§ **Work instruction**: Leave out the pictures and transcribe every entry below exactly.
**** Exercise inputs ****
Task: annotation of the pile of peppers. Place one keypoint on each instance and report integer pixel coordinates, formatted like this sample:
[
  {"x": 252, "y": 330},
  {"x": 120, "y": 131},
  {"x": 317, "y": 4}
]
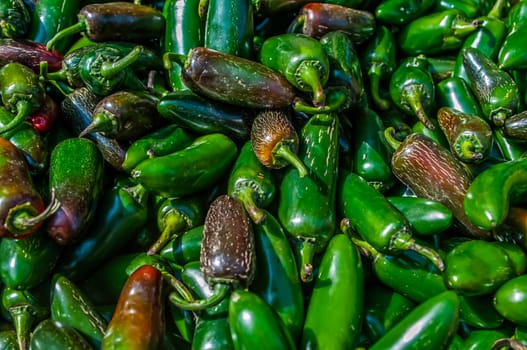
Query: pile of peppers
[{"x": 259, "y": 174}]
****
§ **The completed task**:
Task: annotation of the pile of peppers. Place one keypoint on each instance and report integer pixel coordinates, formatted like this sample:
[
  {"x": 252, "y": 330},
  {"x": 120, "y": 131},
  {"x": 317, "y": 4}
]
Query: pile of peppers
[{"x": 259, "y": 174}]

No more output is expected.